Goal of the exercise: Within the records, which lines hold the string "house"? Report each one by copying it.

Listed entries:
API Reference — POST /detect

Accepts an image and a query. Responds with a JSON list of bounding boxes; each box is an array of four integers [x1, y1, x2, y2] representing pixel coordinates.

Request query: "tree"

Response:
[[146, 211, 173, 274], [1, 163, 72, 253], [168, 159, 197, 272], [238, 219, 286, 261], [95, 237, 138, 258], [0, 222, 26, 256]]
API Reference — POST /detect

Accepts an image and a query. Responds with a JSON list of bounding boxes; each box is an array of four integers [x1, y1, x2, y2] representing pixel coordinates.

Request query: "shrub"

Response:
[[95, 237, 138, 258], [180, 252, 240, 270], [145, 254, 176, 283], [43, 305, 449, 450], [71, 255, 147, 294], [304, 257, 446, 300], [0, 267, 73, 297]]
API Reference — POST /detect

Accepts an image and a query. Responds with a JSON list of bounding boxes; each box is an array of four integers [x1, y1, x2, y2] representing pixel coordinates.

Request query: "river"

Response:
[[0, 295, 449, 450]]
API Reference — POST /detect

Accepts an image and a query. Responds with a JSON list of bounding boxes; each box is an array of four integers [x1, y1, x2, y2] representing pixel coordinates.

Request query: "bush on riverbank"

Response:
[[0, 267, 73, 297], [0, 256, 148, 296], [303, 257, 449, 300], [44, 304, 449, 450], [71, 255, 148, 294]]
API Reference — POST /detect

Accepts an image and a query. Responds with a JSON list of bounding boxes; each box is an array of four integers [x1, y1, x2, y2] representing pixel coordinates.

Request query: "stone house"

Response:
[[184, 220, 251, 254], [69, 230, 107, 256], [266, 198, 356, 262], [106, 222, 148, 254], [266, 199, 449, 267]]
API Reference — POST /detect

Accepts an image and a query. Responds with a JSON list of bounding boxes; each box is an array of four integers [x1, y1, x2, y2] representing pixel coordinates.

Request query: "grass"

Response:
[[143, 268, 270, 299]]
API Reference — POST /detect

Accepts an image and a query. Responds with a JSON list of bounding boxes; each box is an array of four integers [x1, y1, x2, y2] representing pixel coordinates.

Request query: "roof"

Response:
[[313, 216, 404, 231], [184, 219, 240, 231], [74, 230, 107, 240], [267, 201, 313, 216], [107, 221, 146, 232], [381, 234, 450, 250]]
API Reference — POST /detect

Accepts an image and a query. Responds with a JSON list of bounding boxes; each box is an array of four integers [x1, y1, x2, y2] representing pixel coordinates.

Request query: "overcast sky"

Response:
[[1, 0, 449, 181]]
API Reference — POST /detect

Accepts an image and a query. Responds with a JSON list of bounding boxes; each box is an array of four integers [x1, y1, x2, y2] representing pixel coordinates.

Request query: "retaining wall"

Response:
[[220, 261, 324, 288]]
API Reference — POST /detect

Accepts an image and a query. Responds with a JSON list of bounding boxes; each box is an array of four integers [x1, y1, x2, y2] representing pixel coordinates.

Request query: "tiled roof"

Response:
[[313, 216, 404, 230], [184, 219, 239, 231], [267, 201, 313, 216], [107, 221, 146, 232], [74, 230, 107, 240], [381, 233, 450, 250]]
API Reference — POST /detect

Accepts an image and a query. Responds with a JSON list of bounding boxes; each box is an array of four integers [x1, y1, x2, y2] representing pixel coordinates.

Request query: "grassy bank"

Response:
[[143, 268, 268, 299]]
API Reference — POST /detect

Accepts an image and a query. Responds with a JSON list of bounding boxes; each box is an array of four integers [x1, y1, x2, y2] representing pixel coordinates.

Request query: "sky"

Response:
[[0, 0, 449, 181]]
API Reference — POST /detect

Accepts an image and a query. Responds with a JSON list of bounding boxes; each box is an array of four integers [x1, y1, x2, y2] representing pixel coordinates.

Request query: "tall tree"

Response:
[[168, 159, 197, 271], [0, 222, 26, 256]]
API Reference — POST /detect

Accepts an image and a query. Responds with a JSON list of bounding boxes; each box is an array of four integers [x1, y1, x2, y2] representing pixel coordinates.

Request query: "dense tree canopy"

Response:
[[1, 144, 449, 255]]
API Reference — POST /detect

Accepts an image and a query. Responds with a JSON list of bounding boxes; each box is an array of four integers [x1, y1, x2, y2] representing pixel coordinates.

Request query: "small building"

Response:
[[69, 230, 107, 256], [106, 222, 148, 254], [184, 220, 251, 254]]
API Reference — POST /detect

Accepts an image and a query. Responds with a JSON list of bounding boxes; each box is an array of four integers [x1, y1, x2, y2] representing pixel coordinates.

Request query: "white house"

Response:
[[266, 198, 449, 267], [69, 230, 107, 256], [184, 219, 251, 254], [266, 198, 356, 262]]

Response below:
Request query: "stone house"
Request query: "white house"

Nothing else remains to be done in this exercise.